### Work required
Copy every row below word for word, but leave out the pictures.

### Information provided

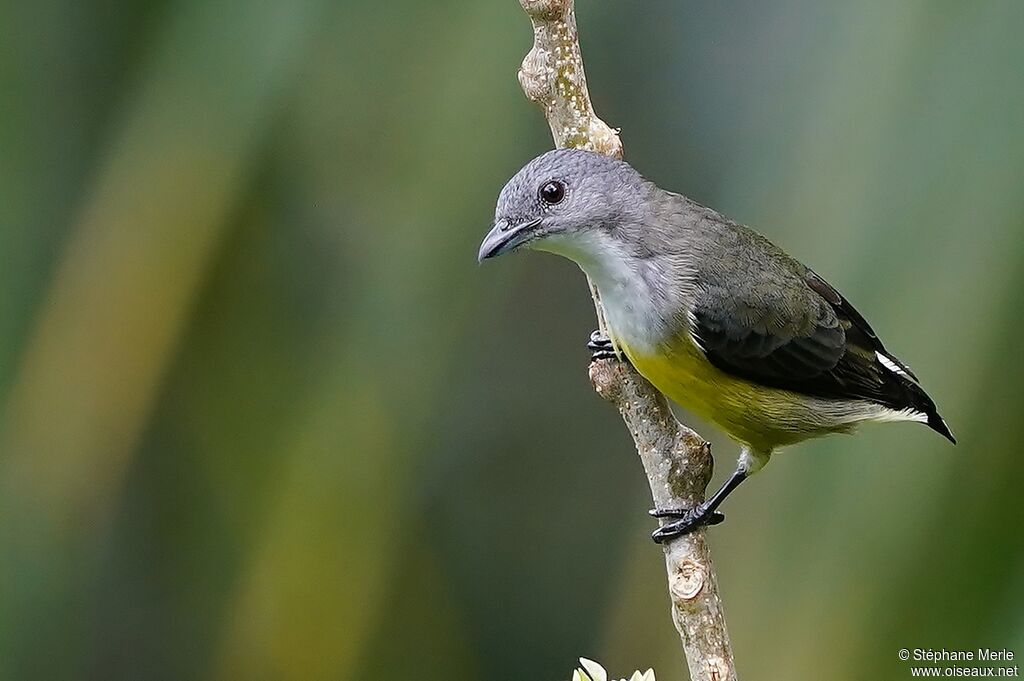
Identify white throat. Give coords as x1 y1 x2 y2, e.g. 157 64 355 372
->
534 230 669 352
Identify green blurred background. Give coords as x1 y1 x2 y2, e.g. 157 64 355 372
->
0 0 1024 681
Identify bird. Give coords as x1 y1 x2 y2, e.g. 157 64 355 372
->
477 148 956 542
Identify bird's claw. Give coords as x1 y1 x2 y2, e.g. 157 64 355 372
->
587 330 618 361
648 506 725 544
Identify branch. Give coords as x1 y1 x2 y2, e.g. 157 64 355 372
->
519 0 736 681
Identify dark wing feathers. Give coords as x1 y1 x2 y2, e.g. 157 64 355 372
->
694 269 955 441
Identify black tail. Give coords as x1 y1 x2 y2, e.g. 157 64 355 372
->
899 377 956 444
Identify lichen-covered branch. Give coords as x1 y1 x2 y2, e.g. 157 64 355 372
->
519 0 736 681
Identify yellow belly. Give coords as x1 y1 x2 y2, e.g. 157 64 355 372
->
616 329 852 453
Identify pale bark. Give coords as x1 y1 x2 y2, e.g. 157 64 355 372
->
519 0 736 681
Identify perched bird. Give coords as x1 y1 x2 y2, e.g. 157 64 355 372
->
479 150 955 541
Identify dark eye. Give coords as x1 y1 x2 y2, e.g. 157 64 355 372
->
541 180 565 205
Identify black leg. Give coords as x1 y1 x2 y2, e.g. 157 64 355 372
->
587 331 626 361
650 466 748 544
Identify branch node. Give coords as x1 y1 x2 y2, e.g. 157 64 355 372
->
519 0 736 681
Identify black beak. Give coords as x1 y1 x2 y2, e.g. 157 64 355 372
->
476 218 541 262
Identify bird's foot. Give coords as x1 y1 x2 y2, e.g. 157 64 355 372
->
587 330 620 361
649 504 725 544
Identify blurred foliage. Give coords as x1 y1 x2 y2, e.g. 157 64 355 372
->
0 0 1024 681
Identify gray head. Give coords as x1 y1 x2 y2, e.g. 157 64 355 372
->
478 150 658 264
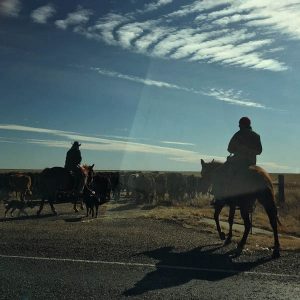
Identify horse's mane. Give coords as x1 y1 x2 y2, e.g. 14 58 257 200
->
249 166 272 184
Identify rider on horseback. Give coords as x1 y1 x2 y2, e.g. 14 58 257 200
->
226 117 262 169
65 141 82 189
212 117 262 204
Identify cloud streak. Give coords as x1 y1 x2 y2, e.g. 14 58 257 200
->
55 7 93 30
91 67 267 109
0 124 291 172
0 0 21 17
31 3 56 24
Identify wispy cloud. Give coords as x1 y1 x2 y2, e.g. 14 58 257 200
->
31 3 56 24
24 0 300 72
91 68 267 108
0 124 291 172
0 0 21 17
0 124 210 163
55 7 93 29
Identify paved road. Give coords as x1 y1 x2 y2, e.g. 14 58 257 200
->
0 203 300 299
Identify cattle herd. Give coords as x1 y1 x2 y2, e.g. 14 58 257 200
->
0 171 206 211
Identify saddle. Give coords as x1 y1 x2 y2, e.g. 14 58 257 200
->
212 161 250 200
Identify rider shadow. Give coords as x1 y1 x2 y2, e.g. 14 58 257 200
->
0 214 53 223
123 246 271 296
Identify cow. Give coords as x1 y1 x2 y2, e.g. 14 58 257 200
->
91 172 111 203
167 172 186 201
155 173 167 202
82 187 104 218
128 172 155 204
9 173 32 201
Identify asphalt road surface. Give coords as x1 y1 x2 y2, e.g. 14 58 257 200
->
0 203 300 300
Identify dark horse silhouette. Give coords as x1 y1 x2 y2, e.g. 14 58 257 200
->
201 159 280 258
37 165 94 215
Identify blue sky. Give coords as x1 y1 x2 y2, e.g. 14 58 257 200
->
0 0 300 173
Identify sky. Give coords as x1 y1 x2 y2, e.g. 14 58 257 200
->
0 0 300 173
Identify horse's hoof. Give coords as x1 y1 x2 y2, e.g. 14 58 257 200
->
272 249 280 259
220 232 225 241
224 238 231 246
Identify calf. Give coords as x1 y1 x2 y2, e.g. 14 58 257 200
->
4 200 35 217
83 187 101 218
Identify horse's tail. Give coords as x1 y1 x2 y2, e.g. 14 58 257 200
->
276 216 282 226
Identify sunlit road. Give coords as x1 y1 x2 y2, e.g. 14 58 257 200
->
0 206 300 299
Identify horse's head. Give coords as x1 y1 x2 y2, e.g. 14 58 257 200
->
201 159 222 178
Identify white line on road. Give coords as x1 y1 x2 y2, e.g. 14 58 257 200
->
0 254 300 279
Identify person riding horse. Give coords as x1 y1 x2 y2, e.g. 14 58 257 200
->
227 117 262 169
65 141 82 189
212 117 262 204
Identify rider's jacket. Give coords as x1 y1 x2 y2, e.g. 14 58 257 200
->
65 147 82 171
227 128 262 166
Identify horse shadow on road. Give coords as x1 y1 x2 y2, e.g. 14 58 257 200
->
123 246 271 296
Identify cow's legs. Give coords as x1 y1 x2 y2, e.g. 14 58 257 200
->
224 205 235 245
214 202 225 241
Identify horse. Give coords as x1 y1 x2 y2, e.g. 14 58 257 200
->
37 164 94 215
201 159 281 258
9 173 32 201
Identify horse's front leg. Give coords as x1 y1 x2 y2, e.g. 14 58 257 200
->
214 200 225 241
224 205 235 245
36 198 45 216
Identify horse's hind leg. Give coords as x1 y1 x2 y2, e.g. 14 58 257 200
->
36 198 45 216
224 205 235 245
258 191 280 258
214 202 225 241
49 201 57 215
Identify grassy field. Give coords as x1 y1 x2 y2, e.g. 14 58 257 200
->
0 170 300 249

### Written solution
Identify white throat. Give coords as x1 y1 x2 y2, e.g. 157 64 355 372
->
534 230 669 352
Identify green blurred background. Give coords as x1 y1 x2 y2, e.g. 157 64 355 372
->
0 0 1024 681
Identify bird. Give coords as x1 y1 x2 y2, e.g. 157 64 355 372
->
477 148 956 542
Identify bird's claw. Give coords as x1 y1 x2 y2, e.g. 157 64 355 372
->
587 330 618 361
648 506 725 544
Identify branch. Give coords as x1 y1 x2 y2, e.g. 157 64 355 372
->
519 0 736 681
Identify dark wing feathers. Give coords as x1 y1 x2 y2, e.g. 157 64 355 372
->
694 269 955 441
Identify black tail. Give coords as x1 y1 x2 y2, e.g. 157 64 355 372
->
899 377 956 444
Identify lichen-covered branch. Give coords as x1 y1 x2 y2, e.g. 157 64 355 372
->
519 0 736 681
Identify yellow belly. Give coords as x1 y1 x2 y2, e.g. 157 64 355 372
->
616 329 852 453
Identify pale bark. Give coords as x1 y1 x2 y2, e.g. 157 64 355 372
->
519 0 736 681
Identify perched bird. Give coords as x1 y1 x2 y2, e.g. 157 64 355 372
->
479 150 955 541
Identify dark eye. Give coords as x1 y1 x2 y2, e.g. 157 64 355 372
->
541 180 565 205
Identify black leg. Give coords as x1 y1 x2 y2, e.g. 157 64 355 372
->
587 331 626 361
650 466 748 544
Identify branch node. Give coords as x1 y1 x2 y2, e.g. 157 64 355 372
->
519 0 736 681
Identify black beak. Give coords as x1 y1 x2 y2, e.g. 157 64 355 372
->
476 218 541 262
Identify bird's foot. Give coords as x1 y1 x2 y2, e.g. 157 64 355 372
->
587 330 620 361
649 504 725 544
Identify blurred foliage. Give coords as x1 y1 x2 y2, e.g. 157 64 355 372
->
0 0 1024 681
Identify gray head. Give coords as x1 y1 x2 y2, e.g. 157 64 355 372
->
478 150 658 264
Identify horse's mane. Give coords as x1 y1 x2 y2, e.g. 14 58 257 200
->
249 166 272 184
Identify rider on horseback. Give coords as x1 y1 x2 y2, e.g. 14 58 257 200
->
226 117 262 169
65 141 82 189
212 117 262 204
Identify cloud streak. Give coords as x1 y1 x2 y2, e.g. 14 58 257 200
->
55 7 93 30
91 67 267 109
0 124 291 172
0 0 21 17
31 3 56 24
Identify wispy cloud. Give coords as x1 y1 x2 y2, e.g. 14 58 257 200
->
31 3 56 24
24 0 300 72
91 68 267 108
0 124 291 172
0 0 21 17
0 124 210 163
55 7 93 29
Identify paved road. Give coords as x1 y1 x2 y2, e.g. 14 58 257 200
->
0 203 300 299
Identify cattle herd. Give coords as x1 y1 x2 y2, e.g. 14 58 257 200
->
0 171 206 211
Identify saddle. Give coords as x1 y1 x2 y2, e.g. 14 58 257 200
->
212 161 250 200
Identify rider shadow. Give coords as x1 y1 x2 y2, e.g. 14 58 257 200
->
0 214 53 223
123 246 271 296
Identify cow. Give coords as x1 y1 x2 y2, e.g. 14 58 257 200
->
91 172 111 203
167 172 186 201
155 173 167 202
82 187 104 218
128 172 155 204
9 173 32 201
Identify asphalt road surface. Give coords as x1 y1 x2 y2, e.g. 14 58 257 200
->
0 203 300 300
Identify dark horse silhouette. Give coords as x1 y1 x2 y2, e.g. 14 58 257 200
->
201 159 280 258
37 165 94 215
Identify blue sky. Give coords as x1 y1 x2 y2, e.g. 14 58 257 200
->
0 0 300 173
Identify sky. Give coords as x1 y1 x2 y2, e.g. 14 58 257 200
->
0 0 300 173
Identify horse's hoof. Give coords as x1 y1 x2 y2, e.g. 14 58 257 200
->
272 249 280 259
220 232 225 241
224 238 231 246
Identify calf. Give coords as x1 y1 x2 y2, e.g. 14 58 257 200
->
4 200 35 217
83 187 101 218
Identify horse's tail. Give coords as x1 y1 x2 y2, e.g. 14 58 257 200
->
276 216 282 226
Identify sunlit road. Give coords as x1 y1 x2 y2, e.g. 14 58 257 200
->
0 206 300 299
Identify horse's head. Give coords as x1 y1 x2 y2, e.g. 14 58 257 200
->
201 159 222 178
Identify white line on road. Give coords as x1 y1 x2 y2, e.g. 14 58 257 200
->
0 254 300 279
Identify person riding horse. Give coords as x1 y1 x2 y2, e.g. 14 58 257 200
->
227 117 262 169
65 141 82 189
212 117 262 204
Identify rider's jacket. Give coords as x1 y1 x2 y2, e.g. 14 58 257 200
->
65 147 82 171
227 128 262 166
Identify horse shadow on road. Give coords as x1 y1 x2 y2, e.g. 14 58 257 200
->
123 246 271 296
Identify cow's legs. Give coords as x1 y1 x2 y2, e.g. 14 58 257 200
->
224 205 235 245
214 202 225 241
Identify horse. Give coords as x1 y1 x2 y2, e.g. 14 58 257 200
->
37 164 94 215
201 159 281 258
9 173 32 201
Identify horse's front leg. Give coords as x1 y1 x2 y2, e.g. 14 58 257 200
->
214 200 225 241
224 205 235 245
36 198 45 216
Identify horse's hind leg. Give coords as x1 y1 x2 y2, e.g. 14 58 257 200
->
36 198 45 216
224 205 235 245
258 191 280 258
214 202 225 241
49 201 57 215
Identify grassy field. Give coords as x1 y1 x2 y2, e.g. 14 58 257 200
->
0 170 300 249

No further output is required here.